→ **GIVEN INFORMATION**
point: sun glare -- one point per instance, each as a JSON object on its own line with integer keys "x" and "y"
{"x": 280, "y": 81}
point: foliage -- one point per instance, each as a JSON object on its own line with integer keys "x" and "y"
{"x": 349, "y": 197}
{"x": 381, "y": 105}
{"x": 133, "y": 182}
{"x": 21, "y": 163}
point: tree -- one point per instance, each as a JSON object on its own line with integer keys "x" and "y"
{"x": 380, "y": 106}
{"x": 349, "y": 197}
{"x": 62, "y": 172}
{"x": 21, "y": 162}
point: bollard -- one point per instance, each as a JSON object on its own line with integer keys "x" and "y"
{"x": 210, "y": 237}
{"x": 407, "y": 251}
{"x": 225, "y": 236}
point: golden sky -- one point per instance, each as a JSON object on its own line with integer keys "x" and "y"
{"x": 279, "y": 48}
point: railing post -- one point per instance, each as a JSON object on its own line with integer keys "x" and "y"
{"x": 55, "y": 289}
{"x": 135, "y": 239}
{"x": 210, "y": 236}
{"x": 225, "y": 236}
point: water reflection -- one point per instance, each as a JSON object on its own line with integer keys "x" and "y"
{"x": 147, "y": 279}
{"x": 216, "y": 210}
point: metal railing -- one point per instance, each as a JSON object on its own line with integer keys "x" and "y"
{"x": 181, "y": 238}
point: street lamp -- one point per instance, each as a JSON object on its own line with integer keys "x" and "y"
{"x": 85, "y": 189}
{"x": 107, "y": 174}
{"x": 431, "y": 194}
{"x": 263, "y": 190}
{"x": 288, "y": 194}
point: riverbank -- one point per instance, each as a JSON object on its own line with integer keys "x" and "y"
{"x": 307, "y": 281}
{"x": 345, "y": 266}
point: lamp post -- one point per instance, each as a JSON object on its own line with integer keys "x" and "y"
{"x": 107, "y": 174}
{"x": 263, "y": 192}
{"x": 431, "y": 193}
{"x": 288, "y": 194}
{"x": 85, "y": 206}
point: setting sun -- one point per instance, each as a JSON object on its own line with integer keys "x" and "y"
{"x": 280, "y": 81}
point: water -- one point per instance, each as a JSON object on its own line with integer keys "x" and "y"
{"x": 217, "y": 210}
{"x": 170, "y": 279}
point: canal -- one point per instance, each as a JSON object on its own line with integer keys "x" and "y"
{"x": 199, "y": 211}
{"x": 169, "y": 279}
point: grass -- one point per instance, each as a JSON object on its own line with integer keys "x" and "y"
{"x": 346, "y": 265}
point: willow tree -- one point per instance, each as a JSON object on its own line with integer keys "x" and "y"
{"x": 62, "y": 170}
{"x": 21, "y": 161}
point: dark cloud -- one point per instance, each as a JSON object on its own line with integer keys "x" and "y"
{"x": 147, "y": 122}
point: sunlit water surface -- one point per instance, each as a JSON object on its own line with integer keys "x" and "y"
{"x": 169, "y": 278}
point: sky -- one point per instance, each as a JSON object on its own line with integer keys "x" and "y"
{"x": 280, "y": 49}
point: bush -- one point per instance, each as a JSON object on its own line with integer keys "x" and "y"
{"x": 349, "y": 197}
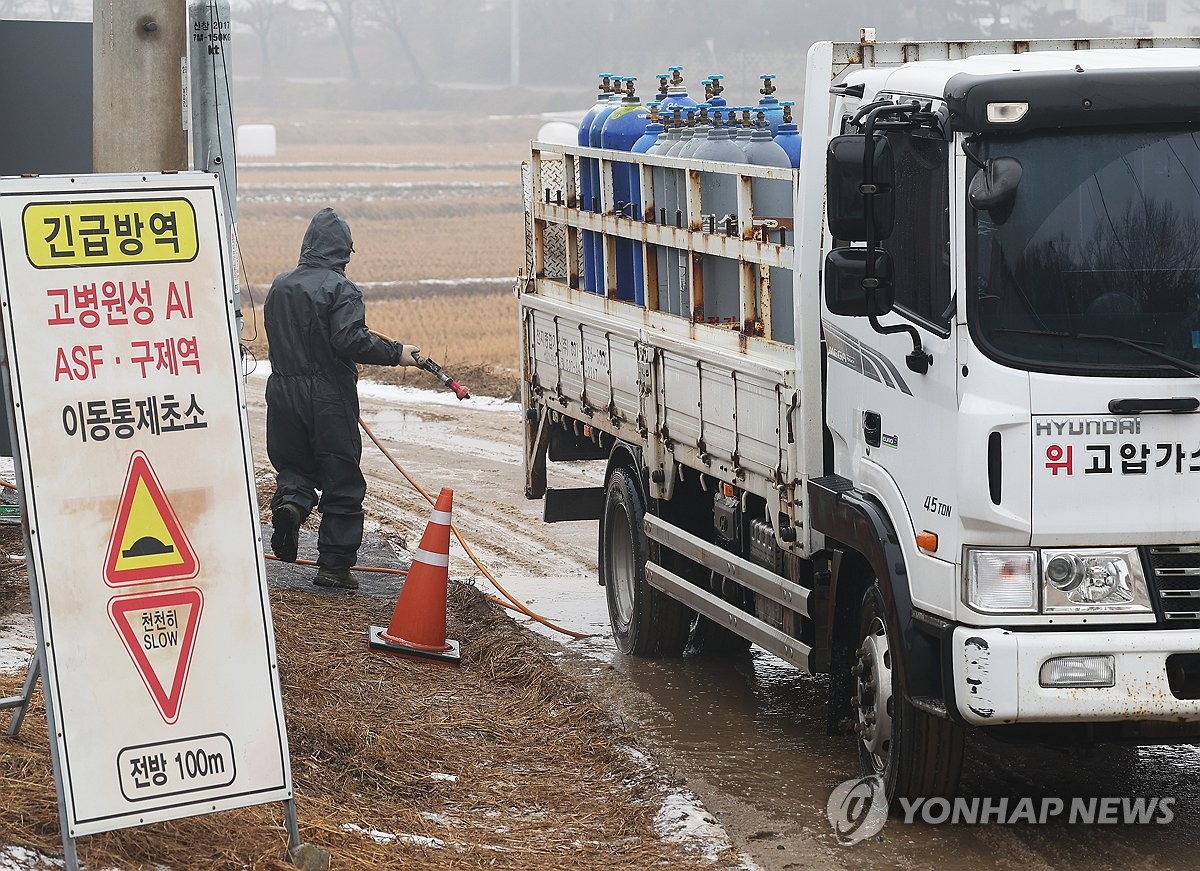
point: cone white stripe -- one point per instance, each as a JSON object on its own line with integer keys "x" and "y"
{"x": 439, "y": 559}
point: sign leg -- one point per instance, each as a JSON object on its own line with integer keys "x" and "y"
{"x": 289, "y": 815}
{"x": 21, "y": 703}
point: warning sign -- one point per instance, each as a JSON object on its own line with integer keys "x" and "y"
{"x": 159, "y": 630}
{"x": 147, "y": 553}
{"x": 148, "y": 542}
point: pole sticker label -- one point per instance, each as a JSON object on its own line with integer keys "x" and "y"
{"x": 148, "y": 542}
{"x": 159, "y": 630}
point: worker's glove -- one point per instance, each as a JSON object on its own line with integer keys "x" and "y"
{"x": 408, "y": 354}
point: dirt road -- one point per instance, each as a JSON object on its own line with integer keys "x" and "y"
{"x": 747, "y": 736}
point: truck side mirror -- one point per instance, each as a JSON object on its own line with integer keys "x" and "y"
{"x": 849, "y": 188}
{"x": 994, "y": 187}
{"x": 849, "y": 290}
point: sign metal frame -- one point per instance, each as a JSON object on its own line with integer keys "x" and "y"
{"x": 210, "y": 739}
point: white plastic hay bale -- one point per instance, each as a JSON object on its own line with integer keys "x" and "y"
{"x": 256, "y": 140}
{"x": 559, "y": 133}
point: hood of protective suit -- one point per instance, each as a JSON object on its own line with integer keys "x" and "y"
{"x": 327, "y": 241}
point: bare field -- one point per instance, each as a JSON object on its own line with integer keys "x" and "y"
{"x": 432, "y": 198}
{"x": 390, "y": 248}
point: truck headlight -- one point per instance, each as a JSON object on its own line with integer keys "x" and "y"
{"x": 1087, "y": 580}
{"x": 1002, "y": 582}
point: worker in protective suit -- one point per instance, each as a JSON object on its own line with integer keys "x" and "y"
{"x": 317, "y": 331}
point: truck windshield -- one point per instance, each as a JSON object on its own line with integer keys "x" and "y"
{"x": 1102, "y": 240}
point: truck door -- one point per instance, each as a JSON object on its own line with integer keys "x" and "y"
{"x": 894, "y": 428}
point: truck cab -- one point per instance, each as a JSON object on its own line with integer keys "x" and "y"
{"x": 964, "y": 484}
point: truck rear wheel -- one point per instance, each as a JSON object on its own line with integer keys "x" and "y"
{"x": 916, "y": 754}
{"x": 645, "y": 620}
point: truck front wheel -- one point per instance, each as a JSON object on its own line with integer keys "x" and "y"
{"x": 645, "y": 620}
{"x": 916, "y": 754}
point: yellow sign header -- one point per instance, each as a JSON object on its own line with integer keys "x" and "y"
{"x": 109, "y": 233}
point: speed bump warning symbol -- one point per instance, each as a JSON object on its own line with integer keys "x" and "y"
{"x": 148, "y": 542}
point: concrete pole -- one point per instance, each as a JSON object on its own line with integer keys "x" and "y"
{"x": 515, "y": 43}
{"x": 138, "y": 47}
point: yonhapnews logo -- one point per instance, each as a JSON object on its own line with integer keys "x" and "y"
{"x": 858, "y": 809}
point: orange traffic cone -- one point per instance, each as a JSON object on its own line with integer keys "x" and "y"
{"x": 418, "y": 625}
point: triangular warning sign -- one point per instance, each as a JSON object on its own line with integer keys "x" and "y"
{"x": 148, "y": 542}
{"x": 159, "y": 630}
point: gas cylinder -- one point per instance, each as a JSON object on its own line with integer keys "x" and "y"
{"x": 769, "y": 102}
{"x": 713, "y": 90}
{"x": 719, "y": 211}
{"x": 789, "y": 136}
{"x": 665, "y": 196}
{"x": 773, "y": 209}
{"x": 745, "y": 126}
{"x": 672, "y": 91}
{"x": 623, "y": 127}
{"x": 586, "y": 191}
{"x": 699, "y": 132}
{"x": 675, "y": 187}
{"x": 595, "y": 251}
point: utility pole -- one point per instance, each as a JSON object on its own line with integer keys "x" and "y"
{"x": 138, "y": 47}
{"x": 515, "y": 43}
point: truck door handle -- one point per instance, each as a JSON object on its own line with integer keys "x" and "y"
{"x": 873, "y": 427}
{"x": 1179, "y": 404}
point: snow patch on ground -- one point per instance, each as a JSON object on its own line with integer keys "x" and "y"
{"x": 388, "y": 838}
{"x": 17, "y": 642}
{"x": 683, "y": 820}
{"x": 21, "y": 859}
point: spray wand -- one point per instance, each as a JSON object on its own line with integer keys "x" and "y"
{"x": 441, "y": 374}
{"x": 432, "y": 368}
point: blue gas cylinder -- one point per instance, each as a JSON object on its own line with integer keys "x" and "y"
{"x": 713, "y": 90}
{"x": 623, "y": 127}
{"x": 586, "y": 190}
{"x": 595, "y": 248}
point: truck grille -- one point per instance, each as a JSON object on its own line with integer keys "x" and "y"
{"x": 1176, "y": 574}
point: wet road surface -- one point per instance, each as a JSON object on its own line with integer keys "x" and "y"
{"x": 748, "y": 734}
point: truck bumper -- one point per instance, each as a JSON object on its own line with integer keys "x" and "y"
{"x": 997, "y": 677}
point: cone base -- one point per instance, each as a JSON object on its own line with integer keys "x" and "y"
{"x": 377, "y": 641}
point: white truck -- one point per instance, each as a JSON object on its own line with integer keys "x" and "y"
{"x": 960, "y": 474}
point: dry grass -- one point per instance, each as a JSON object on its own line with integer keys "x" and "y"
{"x": 541, "y": 779}
{"x": 389, "y": 248}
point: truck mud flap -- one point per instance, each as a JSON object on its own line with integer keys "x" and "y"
{"x": 733, "y": 618}
{"x": 573, "y": 504}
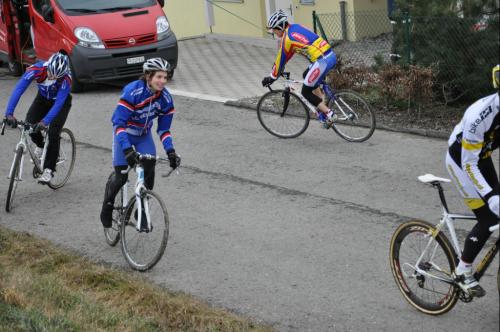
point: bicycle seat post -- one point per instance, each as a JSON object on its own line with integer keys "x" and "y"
{"x": 437, "y": 185}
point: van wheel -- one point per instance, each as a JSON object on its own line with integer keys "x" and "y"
{"x": 15, "y": 68}
{"x": 76, "y": 85}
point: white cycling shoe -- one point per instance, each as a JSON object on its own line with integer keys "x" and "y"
{"x": 46, "y": 176}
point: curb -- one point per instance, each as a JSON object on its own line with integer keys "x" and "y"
{"x": 412, "y": 131}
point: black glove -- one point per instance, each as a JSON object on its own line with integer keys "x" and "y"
{"x": 267, "y": 81}
{"x": 174, "y": 159}
{"x": 10, "y": 120}
{"x": 39, "y": 127}
{"x": 131, "y": 156}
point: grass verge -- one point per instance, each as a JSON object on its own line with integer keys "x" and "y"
{"x": 43, "y": 288}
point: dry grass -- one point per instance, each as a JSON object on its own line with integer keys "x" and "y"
{"x": 43, "y": 288}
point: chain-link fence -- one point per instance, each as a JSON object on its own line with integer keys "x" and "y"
{"x": 455, "y": 53}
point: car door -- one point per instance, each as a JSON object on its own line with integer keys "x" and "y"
{"x": 4, "y": 37}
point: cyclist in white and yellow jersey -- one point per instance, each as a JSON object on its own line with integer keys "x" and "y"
{"x": 472, "y": 169}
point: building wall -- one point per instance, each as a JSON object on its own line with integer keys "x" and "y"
{"x": 254, "y": 11}
{"x": 194, "y": 24}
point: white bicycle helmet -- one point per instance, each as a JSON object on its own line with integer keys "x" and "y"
{"x": 57, "y": 65}
{"x": 278, "y": 20}
{"x": 155, "y": 64}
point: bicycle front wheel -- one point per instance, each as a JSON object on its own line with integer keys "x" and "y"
{"x": 13, "y": 179}
{"x": 66, "y": 160}
{"x": 429, "y": 285}
{"x": 355, "y": 118}
{"x": 112, "y": 234}
{"x": 143, "y": 249}
{"x": 283, "y": 114}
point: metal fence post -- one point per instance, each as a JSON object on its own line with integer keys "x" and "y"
{"x": 407, "y": 22}
{"x": 343, "y": 20}
{"x": 314, "y": 22}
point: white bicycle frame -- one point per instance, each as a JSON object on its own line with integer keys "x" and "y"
{"x": 289, "y": 83}
{"x": 23, "y": 143}
{"x": 447, "y": 219}
{"x": 139, "y": 189}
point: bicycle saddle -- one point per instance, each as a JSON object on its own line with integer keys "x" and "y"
{"x": 429, "y": 178}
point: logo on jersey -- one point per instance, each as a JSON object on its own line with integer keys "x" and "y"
{"x": 482, "y": 116}
{"x": 300, "y": 37}
{"x": 314, "y": 75}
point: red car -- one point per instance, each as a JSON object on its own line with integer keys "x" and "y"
{"x": 105, "y": 40}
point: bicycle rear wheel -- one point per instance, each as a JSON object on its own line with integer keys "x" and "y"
{"x": 142, "y": 250}
{"x": 283, "y": 114}
{"x": 13, "y": 179}
{"x": 423, "y": 290}
{"x": 66, "y": 160}
{"x": 355, "y": 118}
{"x": 112, "y": 234}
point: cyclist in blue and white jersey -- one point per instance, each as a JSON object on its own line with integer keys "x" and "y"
{"x": 49, "y": 109}
{"x": 141, "y": 102}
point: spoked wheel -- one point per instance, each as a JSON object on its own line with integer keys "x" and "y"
{"x": 66, "y": 160}
{"x": 112, "y": 234}
{"x": 13, "y": 179}
{"x": 283, "y": 114}
{"x": 143, "y": 249}
{"x": 356, "y": 119}
{"x": 423, "y": 289}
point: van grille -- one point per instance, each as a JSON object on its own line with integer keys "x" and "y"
{"x": 130, "y": 41}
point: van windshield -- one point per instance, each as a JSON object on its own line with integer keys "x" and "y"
{"x": 82, "y": 7}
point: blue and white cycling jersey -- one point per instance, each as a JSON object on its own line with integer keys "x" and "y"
{"x": 136, "y": 110}
{"x": 57, "y": 90}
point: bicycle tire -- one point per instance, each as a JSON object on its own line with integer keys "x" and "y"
{"x": 363, "y": 121}
{"x": 60, "y": 179}
{"x": 271, "y": 116}
{"x": 112, "y": 234}
{"x": 128, "y": 228}
{"x": 450, "y": 294}
{"x": 14, "y": 179}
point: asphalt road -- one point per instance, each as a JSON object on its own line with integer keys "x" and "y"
{"x": 294, "y": 233}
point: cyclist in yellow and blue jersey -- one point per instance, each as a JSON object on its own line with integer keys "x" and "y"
{"x": 296, "y": 38}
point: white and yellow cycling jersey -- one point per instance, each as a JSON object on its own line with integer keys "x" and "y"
{"x": 470, "y": 146}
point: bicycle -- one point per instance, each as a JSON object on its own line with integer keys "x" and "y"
{"x": 286, "y": 114}
{"x": 423, "y": 260}
{"x": 64, "y": 165}
{"x": 128, "y": 224}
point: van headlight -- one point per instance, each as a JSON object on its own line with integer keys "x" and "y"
{"x": 88, "y": 38}
{"x": 162, "y": 27}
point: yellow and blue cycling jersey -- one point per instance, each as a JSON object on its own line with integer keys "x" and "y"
{"x": 299, "y": 39}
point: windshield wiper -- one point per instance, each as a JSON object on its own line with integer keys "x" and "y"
{"x": 112, "y": 9}
{"x": 82, "y": 10}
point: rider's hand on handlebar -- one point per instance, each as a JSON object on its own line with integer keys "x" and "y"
{"x": 267, "y": 81}
{"x": 39, "y": 127}
{"x": 10, "y": 120}
{"x": 493, "y": 203}
{"x": 131, "y": 156}
{"x": 174, "y": 158}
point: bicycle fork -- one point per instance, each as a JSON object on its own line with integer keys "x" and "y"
{"x": 432, "y": 236}
{"x": 138, "y": 192}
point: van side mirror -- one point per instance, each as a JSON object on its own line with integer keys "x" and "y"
{"x": 48, "y": 13}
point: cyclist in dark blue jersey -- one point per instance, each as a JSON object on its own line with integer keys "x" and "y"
{"x": 141, "y": 102}
{"x": 49, "y": 109}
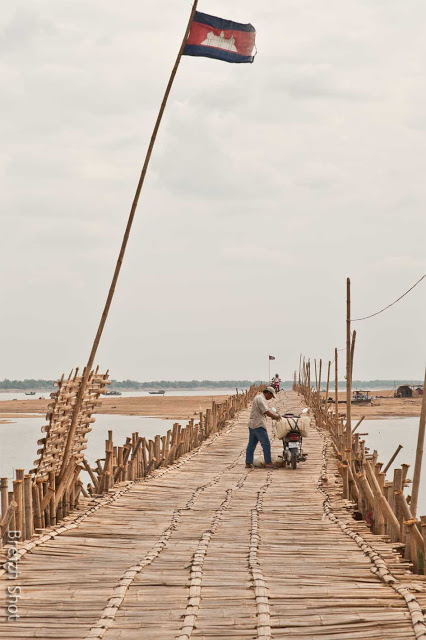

→ **WHAT NEEDS TO BE DONE**
After locating the line with "point: rider's hand", transcribe it and the rest of the data above exactly as written, without any picture.

→ **TASK RESPONSE**
point: rider's hand on handlebar -- one point per instance, each as a JSON object on its own line with integer keys "x" and "y"
{"x": 267, "y": 81}
{"x": 39, "y": 127}
{"x": 10, "y": 120}
{"x": 493, "y": 203}
{"x": 131, "y": 156}
{"x": 174, "y": 158}
point: bicycle fork -- one point per instance, each as a JSON object on its own line with integer keys "x" and "y"
{"x": 432, "y": 236}
{"x": 138, "y": 192}
point: van side mirror -- one point per instance, each as a JSON object on its own line with integer keys "x" and "y"
{"x": 48, "y": 13}
point: cyclist in dark blue jersey -- one point per instance, each as a JSON object on its own line with integer keys "x" and "y"
{"x": 141, "y": 102}
{"x": 49, "y": 109}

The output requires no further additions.